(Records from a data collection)
----------
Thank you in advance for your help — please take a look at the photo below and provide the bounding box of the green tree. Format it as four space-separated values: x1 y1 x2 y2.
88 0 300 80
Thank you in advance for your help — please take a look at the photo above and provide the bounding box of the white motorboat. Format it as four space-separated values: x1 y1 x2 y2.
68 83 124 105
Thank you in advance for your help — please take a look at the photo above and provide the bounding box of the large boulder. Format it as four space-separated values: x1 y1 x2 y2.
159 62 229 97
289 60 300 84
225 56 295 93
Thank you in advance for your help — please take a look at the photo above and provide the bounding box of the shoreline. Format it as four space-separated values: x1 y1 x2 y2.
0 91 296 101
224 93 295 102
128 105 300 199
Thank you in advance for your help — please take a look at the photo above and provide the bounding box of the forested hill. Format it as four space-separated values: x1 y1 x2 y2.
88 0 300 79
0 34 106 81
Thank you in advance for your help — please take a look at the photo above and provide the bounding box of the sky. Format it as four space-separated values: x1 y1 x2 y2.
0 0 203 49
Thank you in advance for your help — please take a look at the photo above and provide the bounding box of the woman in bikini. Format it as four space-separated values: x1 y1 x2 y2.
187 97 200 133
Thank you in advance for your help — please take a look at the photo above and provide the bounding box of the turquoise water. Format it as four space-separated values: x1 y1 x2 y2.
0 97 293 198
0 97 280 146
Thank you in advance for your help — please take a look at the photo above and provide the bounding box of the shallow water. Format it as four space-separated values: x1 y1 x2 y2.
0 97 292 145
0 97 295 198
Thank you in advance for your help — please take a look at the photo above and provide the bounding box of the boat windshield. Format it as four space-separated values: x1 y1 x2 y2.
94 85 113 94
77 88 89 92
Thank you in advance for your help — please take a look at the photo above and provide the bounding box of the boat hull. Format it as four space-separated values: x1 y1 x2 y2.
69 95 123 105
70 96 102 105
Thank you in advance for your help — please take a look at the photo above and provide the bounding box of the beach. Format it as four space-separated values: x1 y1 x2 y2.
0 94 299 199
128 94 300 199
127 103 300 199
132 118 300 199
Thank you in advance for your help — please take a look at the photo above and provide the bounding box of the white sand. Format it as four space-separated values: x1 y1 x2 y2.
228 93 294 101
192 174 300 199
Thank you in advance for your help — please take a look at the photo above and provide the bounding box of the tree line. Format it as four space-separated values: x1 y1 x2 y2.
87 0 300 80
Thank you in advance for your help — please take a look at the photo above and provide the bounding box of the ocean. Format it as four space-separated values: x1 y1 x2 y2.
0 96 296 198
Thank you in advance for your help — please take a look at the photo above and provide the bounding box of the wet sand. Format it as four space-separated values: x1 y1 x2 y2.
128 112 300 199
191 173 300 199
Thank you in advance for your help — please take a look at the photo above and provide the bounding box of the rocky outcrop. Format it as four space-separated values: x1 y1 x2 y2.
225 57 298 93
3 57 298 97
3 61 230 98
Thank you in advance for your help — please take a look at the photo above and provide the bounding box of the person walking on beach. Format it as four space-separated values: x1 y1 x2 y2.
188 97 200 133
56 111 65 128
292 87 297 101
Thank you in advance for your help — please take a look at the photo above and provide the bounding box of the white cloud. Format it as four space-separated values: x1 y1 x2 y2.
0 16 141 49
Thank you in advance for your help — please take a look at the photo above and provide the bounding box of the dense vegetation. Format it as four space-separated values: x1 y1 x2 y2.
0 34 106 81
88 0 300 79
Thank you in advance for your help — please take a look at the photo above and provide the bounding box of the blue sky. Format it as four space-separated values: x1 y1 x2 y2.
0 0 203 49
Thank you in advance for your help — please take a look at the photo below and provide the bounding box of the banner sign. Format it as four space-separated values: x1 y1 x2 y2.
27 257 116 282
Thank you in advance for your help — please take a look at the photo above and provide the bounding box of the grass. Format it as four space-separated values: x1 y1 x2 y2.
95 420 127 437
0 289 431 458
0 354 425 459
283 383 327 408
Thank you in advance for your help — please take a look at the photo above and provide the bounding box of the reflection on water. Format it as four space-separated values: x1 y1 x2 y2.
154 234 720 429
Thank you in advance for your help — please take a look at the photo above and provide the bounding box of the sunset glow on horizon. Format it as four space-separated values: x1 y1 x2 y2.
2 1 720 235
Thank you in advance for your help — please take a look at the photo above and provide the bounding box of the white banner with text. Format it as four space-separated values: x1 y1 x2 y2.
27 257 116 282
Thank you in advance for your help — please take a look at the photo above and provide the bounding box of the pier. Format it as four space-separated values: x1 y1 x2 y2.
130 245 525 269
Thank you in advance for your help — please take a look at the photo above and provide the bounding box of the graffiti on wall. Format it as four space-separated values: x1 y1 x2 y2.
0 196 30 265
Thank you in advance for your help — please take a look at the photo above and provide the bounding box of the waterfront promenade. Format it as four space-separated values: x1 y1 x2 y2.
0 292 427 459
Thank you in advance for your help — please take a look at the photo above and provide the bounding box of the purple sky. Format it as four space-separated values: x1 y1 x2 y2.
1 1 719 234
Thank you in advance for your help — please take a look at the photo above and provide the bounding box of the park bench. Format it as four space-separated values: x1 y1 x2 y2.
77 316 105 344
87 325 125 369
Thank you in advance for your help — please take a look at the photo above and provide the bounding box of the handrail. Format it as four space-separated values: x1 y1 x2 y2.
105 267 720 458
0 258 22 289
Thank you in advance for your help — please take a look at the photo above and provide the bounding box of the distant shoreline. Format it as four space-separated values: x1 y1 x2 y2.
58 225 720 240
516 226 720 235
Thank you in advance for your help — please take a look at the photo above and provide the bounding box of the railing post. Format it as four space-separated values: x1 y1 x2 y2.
----------
## What you are asked to do:
Repeat, word for word, all of the data shown above.

## Written solution:
Thank you in advance for your help — please take a look at the photo below and provide the bounding box of the green tree. Format it as four space-separated values: x1 y1 x2 y2.
88 0 300 80
Thank you in advance for your help — please take a look at the photo above and provide the bounding box of the white motorboat. Format it as four space-separated values: x1 y1 x2 y2.
68 83 124 105
Thank you in advance for your help — please take a look at the photo above and provide the bounding box of the large boulder. Format it as four space-separated values: x1 y1 x2 y2.
159 62 229 97
289 60 300 84
225 56 295 93
Thank you in advance for your help — please take a look at the photo above and provide the bounding box of the shoreline. Format it as four space-separated values: x1 y1 x2 y2.
0 91 296 101
224 93 295 102
128 105 300 199
Thank you in advance for your help — please take a look at the photo above and provide the bounding box of the forested hill. Format it as four space-separated values: x1 y1 x2 y2.
88 0 300 79
0 34 106 81
Thank you in advance for your help — please take a look at the photo above and provide the bounding box of the sky. Format it as four space-separated values: x1 y1 x2 y2.
0 0 203 49
Thank you in advance for your help — please take a look at the photo above and provide the bounding box of the woman in bikini. Format it as four space-separated values: x1 y1 x2 y2.
187 97 200 133
Thank you in advance for your help — please take a look at the photo above and provide the bounding box of the turquoise water. Format it as four space-separated values: x1 y1 x2 y2.
0 97 293 198
0 97 280 146
Thank you in advance for your help — please take a look at the photo above and provide the bounding box of the shallow water. Format it as four space-separated values: x1 y1 x2 y2.
0 97 292 145
0 97 295 198
Thank you in advance for your help — please take a look at the photo above and provide the bounding box of the boat windshield. Format it as four space-separated values: x1 y1 x2 y2.
94 85 113 94
77 88 89 92
Thank you in advance for your help — please take a look at the photo above and provide the bounding box of the boat hull. Format it as four space-separated values: x1 y1 x2 y2.
69 95 123 105
70 96 102 105
Thank you in advance for your help — please take a look at the photo above and provide the bounding box of the beach. Format it as four space-separated values: x1 y1 x2 y2.
0 94 299 199
128 94 300 199
127 103 300 199
132 118 300 199
Thank you in advance for your help — please take a look at the photo above and provide the bounding box of the white sand. Format it as four space-separated values: x1 y1 x2 y2.
228 93 294 101
192 174 300 199
Thank you in advance for your help — please take a look at the photo above and provide the bounding box of the tree line. Format it as four space-separated values: x1 y1 x2 y2.
87 0 300 80
Thank you in advance for your help — please take a look at the photo above and provide the bounding box of the ocean. Format it as four space-separated values: x1 y1 x2 y2.
0 96 296 198
Thank you in advance for your help — please take a look at the photo above and provide the bounding box of the wet sand. Format it as four space-separated values: x1 y1 x2 y2.
128 112 300 199
191 173 300 199
Thank you in advance for your help — please take a look at the photo above and provide the bounding box of the rocky outcrop. Format it as four space-separated values: x1 y1 x2 y2.
225 57 298 93
3 57 298 97
3 61 230 98
Thank you in advance for your help — please take a look at the photo above and provide the bounding box of the person walking on beach. Format it as four space-separated values: x1 y1 x2 y2.
188 97 200 133
56 111 65 128
292 87 297 101
Thank you in advance for your help — please take a look at the photo above and provide the bounding box of the white cloud. Format it as four space-separated values: x1 y1 x2 y2.
0 16 141 49
Thank you in advance for your help — please take a look at the photo above and provide the bounding box of the dense vegetation. Format it as four space-separated values: x1 y1 x2 y2.
0 34 106 81
88 0 300 79
Thank you in advance for your help — please take a look at the photo above and provide the bounding box of the blue sky. Format it as four space-separated values: x1 y1 x2 y2.
0 0 203 49
Thank you in advance for your help — please take a look at the photo below and provide the bounding box of the banner sign. Format it as four space-separated values: x1 y1 x2 y2.
27 257 116 282
Thank you in advance for your help — please take a look at the photo above and provide the bounding box of the grass. Format it as four space-separated values: x1 y1 x2 y2.
95 420 127 437
0 289 431 458
0 354 425 459
283 383 327 408
Thank you in advance for your help — please take a look at the photo above and provide the bounding box of the reflection on water. Format it as four space-separated values: x1 y1 x2 y2.
154 234 720 429
Thank you in advance for your help — please take a look at the photo above and provide the bounding box of the sunset glow on horizon. Format it as four space-separated values: x1 y1 x2 y2.
2 1 720 235
Thank you in advance for your help — please take a look at the photo above and provide the bounding box of the white banner with text. Format it as four space-separated values: x1 y1 x2 y2.
27 257 116 282
Thank you in advance for your help — please take a look at the photo above and provide the bounding box of the pier. Format it as four space-separated values: x1 y1 x2 y2.
130 245 525 269
Thank you in advance for your help — please take a look at the photo above and provide the bounding box of the graffiti on wall. Format it as four space-separated values: x1 y1 x2 y2.
0 196 30 265
Thank you in advance for your help — please take a look at the photo above and provide the bounding box of the waterfront promenade. Format it as four space-separated values: x1 y1 x2 y2.
0 292 427 459
Thank you in advance for your help — please take a look at the photo above and provide the bounding box of the purple sky. Format it as four space-separated values: x1 y1 x2 y2.
1 1 719 234
Thank you in advance for your help — please take a look at the photo above and provide the bounding box of the park bench. Format it as four space-separated values: x1 y1 x2 y2.
77 316 105 344
87 325 125 369
Thank you in advance for your help — please take a look at the photo above and provide the bounding box of the handrail. Format it as four space-separated values: x1 y1 x2 y2.
105 267 720 458
0 258 22 289
Thank you in advance for your help — please take a look at the photo above and provide the bounding box of the distant shoreline. Format it as four space-separated values: x1 y1 x2 y2.
58 225 720 240
516 226 720 235
Thank you in advance for your help — please take a look at the photo above and provide the bounding box of the railing post. Format it as four space-separated values: x1 y1 x2 y2.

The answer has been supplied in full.